Reproduce the listing below word for word, from the line containing "notation: point(641, 330)." through the end of the listing, both included. Leave out the pictures.
****************************************
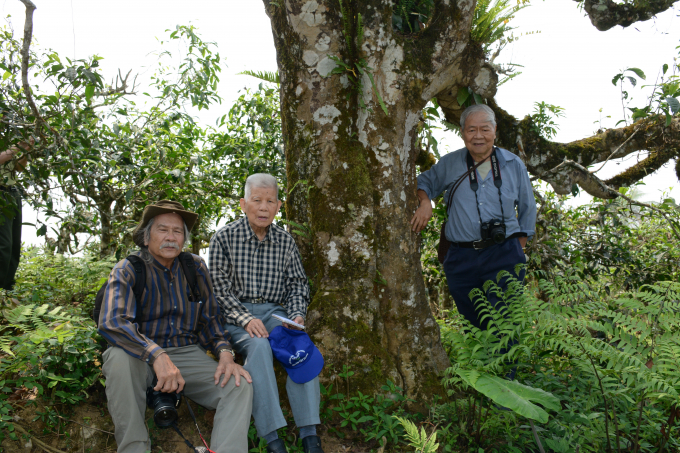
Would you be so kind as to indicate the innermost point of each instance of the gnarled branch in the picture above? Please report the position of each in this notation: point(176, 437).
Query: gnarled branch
point(605, 14)
point(545, 158)
point(25, 56)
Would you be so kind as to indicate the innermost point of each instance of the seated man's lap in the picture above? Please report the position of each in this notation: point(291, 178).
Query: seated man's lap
point(240, 338)
point(196, 367)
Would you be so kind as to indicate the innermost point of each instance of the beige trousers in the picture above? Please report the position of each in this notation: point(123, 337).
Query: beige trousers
point(127, 379)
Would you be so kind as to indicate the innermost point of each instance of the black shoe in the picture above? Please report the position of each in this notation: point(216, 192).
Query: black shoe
point(277, 447)
point(312, 444)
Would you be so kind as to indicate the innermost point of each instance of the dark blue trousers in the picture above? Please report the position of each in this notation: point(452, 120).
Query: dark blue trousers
point(467, 269)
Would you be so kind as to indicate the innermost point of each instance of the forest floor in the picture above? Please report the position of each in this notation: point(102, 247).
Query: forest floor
point(88, 428)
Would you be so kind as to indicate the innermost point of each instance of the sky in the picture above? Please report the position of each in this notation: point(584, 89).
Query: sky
point(565, 60)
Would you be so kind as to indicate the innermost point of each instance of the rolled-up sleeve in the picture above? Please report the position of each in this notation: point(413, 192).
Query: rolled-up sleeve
point(118, 313)
point(526, 207)
point(222, 274)
point(212, 336)
point(296, 299)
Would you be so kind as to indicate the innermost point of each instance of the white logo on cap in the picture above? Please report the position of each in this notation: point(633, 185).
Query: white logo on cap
point(297, 359)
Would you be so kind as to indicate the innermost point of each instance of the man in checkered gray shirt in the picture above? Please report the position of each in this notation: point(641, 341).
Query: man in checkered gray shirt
point(257, 272)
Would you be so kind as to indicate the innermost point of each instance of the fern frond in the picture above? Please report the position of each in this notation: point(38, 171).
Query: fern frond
point(271, 77)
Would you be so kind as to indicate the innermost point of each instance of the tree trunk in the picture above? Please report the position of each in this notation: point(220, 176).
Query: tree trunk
point(351, 169)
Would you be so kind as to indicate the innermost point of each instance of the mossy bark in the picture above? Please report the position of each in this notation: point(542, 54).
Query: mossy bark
point(541, 156)
point(369, 309)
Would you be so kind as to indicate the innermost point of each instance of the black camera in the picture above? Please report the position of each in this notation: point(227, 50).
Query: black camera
point(164, 405)
point(494, 229)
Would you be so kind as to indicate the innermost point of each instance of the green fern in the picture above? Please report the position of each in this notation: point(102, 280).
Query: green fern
point(419, 439)
point(625, 349)
point(271, 77)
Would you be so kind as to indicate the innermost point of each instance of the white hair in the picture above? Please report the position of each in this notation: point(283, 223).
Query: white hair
point(477, 108)
point(261, 180)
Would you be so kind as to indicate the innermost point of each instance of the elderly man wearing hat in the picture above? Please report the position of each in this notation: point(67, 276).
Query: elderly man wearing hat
point(258, 276)
point(167, 337)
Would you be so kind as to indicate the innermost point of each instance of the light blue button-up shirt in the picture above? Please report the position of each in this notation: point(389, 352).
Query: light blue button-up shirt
point(519, 205)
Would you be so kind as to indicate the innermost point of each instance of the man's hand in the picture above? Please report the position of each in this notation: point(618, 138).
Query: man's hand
point(298, 319)
point(170, 380)
point(423, 213)
point(256, 327)
point(228, 367)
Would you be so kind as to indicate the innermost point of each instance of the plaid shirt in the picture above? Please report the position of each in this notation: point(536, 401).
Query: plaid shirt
point(243, 267)
point(168, 318)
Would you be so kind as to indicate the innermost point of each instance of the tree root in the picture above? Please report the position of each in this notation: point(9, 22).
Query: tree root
point(37, 441)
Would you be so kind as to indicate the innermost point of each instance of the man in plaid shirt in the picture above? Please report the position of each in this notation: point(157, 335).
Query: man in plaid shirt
point(257, 272)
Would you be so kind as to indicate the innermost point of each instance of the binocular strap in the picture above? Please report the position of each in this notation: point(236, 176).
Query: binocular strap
point(189, 444)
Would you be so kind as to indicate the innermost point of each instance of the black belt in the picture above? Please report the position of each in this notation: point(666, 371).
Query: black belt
point(479, 245)
point(257, 300)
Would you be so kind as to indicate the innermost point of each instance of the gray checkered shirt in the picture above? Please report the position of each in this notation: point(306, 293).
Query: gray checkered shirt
point(243, 267)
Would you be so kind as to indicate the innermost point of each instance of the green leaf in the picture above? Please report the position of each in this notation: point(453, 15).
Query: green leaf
point(89, 92)
point(513, 395)
point(639, 72)
point(272, 77)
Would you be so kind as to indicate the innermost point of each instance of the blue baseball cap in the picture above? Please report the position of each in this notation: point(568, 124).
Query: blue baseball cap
point(296, 352)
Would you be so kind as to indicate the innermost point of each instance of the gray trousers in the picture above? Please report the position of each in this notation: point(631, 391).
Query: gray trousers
point(304, 398)
point(127, 379)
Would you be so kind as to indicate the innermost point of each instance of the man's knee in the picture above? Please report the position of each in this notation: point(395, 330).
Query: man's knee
point(119, 364)
point(259, 349)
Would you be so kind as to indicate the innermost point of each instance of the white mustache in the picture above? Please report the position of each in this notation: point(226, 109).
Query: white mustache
point(173, 245)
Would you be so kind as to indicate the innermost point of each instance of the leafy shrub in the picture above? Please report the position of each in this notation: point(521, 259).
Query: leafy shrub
point(607, 369)
point(69, 282)
point(48, 353)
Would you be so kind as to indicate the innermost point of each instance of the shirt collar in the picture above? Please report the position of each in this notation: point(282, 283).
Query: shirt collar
point(248, 232)
point(499, 153)
point(172, 269)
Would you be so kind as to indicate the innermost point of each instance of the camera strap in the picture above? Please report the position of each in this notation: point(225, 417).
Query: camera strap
point(497, 180)
point(186, 441)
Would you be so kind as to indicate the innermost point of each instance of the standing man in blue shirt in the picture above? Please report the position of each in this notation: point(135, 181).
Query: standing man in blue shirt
point(491, 215)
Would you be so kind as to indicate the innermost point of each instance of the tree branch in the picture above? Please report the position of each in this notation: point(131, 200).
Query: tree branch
point(25, 57)
point(545, 158)
point(598, 188)
point(605, 14)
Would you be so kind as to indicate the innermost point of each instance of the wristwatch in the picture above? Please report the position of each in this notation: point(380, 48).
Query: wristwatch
point(221, 350)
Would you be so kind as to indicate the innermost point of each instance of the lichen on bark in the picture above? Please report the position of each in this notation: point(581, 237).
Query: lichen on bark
point(369, 309)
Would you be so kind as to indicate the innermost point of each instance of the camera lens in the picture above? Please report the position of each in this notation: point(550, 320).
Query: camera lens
point(164, 415)
point(164, 406)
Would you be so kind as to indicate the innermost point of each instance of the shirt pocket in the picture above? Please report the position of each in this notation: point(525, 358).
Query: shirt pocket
point(509, 200)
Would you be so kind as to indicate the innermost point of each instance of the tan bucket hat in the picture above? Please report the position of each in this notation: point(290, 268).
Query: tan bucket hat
point(163, 207)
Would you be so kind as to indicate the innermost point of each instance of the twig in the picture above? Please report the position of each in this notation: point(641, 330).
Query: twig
point(28, 36)
point(38, 442)
point(85, 426)
point(583, 176)
point(616, 151)
point(536, 438)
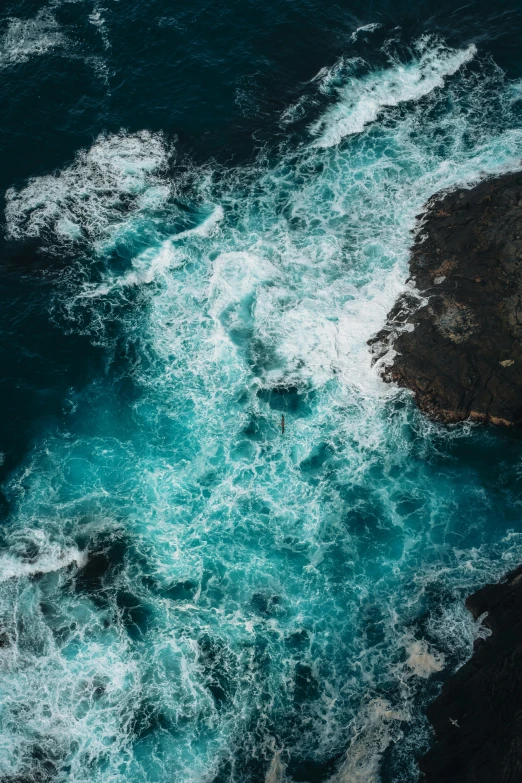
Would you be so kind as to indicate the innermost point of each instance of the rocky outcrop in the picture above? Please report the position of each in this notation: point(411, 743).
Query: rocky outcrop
point(457, 334)
point(478, 716)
****************************************
ANSWER IN FULL =
Would you be so kind as to indicate the innermost point of each instance of the twig in the picture above? Please report the position of each in this notation: point(641, 330).
Query: twig
point(28, 36)
point(38, 442)
point(85, 426)
point(583, 176)
point(616, 151)
point(536, 438)
Would you be so kind as to indicate the innermost point of each instance of the rocky outcrop in the picture above? Please report the position of each in this notation: point(411, 743).
Query: rocky outcrop
point(457, 334)
point(478, 716)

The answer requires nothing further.